説明

スパッタ装置

【課題】酸化マグネシウム膜の面内均一性を高めることの可能なスパッタ装置を提供することにある。
【解決手段】ターゲット表面12aに対して基板表面Saを平行に配置する基板ステージ11と、ターゲット表面12aに漏洩磁場を形成する磁気回路と、を有し、ターゲット表面12aにて法線方向の漏洩磁場が無い部位をエロージョン部位12eとし、基板表面Saの中心とエロージョン部位12eとを結ぶ線を第1の直線L1とし、基板表面Saの中心から該基板の径方向に延びる直線を第2の直線L2とすると、ターゲット表面12aの中心とエロージョン部位12eとの距離が基板半径R1より大きく、第1の直線L1と第2の直線L2とのなす角度が43.5°以上、54.5°以下である。

【発明の詳細な説明】
【技術分野】
【0001】
本開示の技術は、スパッタ装置、特にターゲットからスパッタされる酸化マグネシウムの粒子を基板上に堆積するスパッタ装置に関する。
【背景技術】
【0002】
従来から、特許文献1に記載のように、トンネル磁気抵抗素子の高出力化を図る技術として、トンネル絶縁膜に酸化マグネシウムを用いることが広く検討されている。また、こうした酸化マグネシウム膜を含め、極めて小さい膜厚が求められるトンネル絶縁膜の形成方法には、下記二つの方法が鋭意研究されている。
(方法1)トンネル絶縁膜の材料である酸化物を基板上に直接堆積する方法。
(方法2)トンネル絶縁膜の構成元素である金属を基板上に堆積した後、該金属膜を酸化する方法。
【0003】
例えば、特許文献2に記載の技術には、マイクロ波で励起されたアルゴンガスによって酸化マグネシウムからなるターゲットをスパッタするECRスパッタ法が、上記方法1の一例として開示されている。これに対し、特許文献3に記載の技術には、スパッタ法により形成されたマグネシウム膜をラジカル酸化により酸化する方法が、上記方法2の一例として開示されている。

_項目一覧:_
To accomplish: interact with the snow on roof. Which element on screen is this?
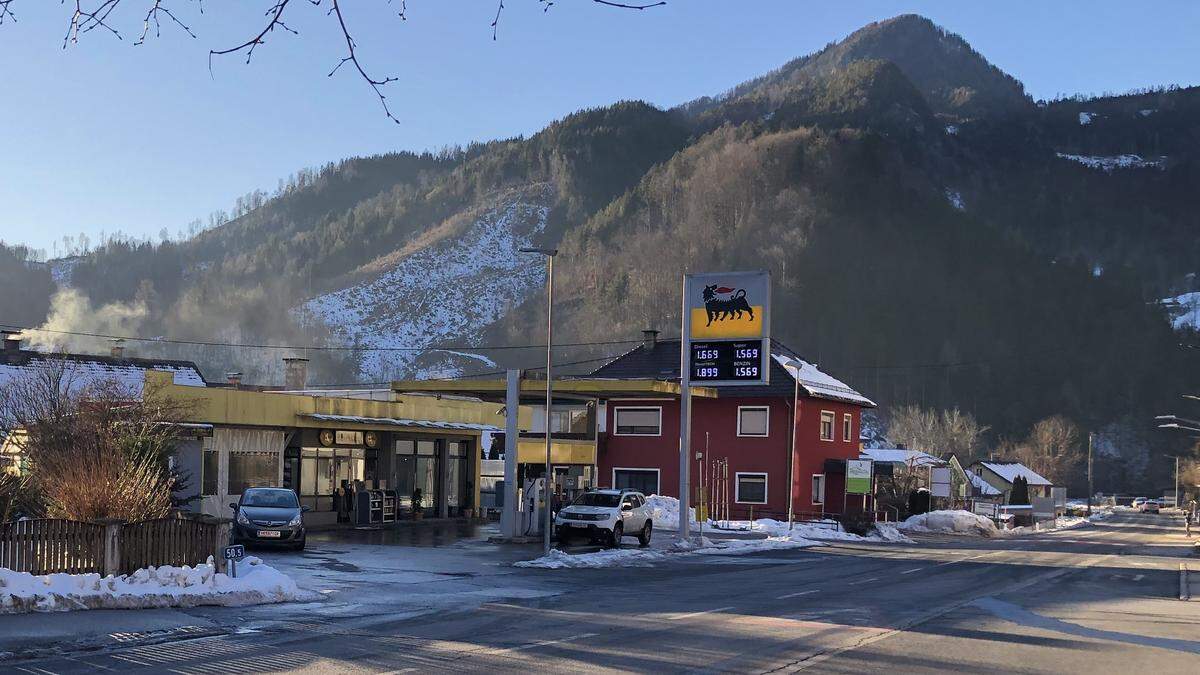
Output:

---

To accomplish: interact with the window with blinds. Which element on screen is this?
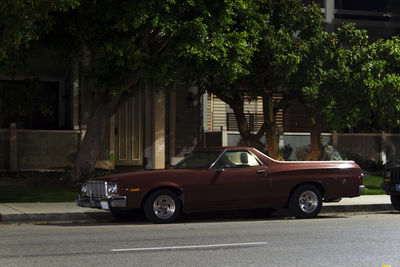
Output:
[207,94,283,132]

* * *

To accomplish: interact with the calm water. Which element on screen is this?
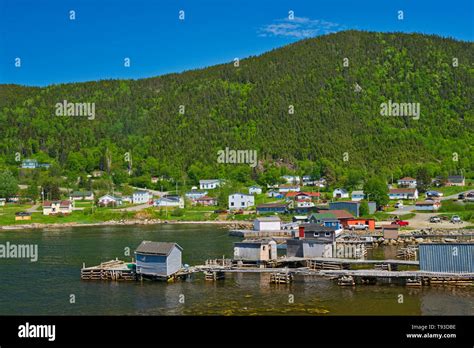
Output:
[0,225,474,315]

_作業指示:_ 抜粋の中で挙げられている特許文献をすべて列挙し、それぞれについて抜粋が紹介している内容を書け。 これらの項目はこの作業には関係しない。

_最終回答:_
特許文献1：トンネル磁気抵抗素子の高出力化を図る技術として、トンネル絶縁膜に酸化マグネシウムを用いること。
特許文献2：マイクロ波で励起されたアルゴンガスによって酸化マグネシウムからなるターゲットをスパッタするECRスパッタ法（方法1の一例）。
特許文献3：スパッタ法により形成されたマグネシウム膜をラジカル酸化により酸化する方法（方法2の一例）。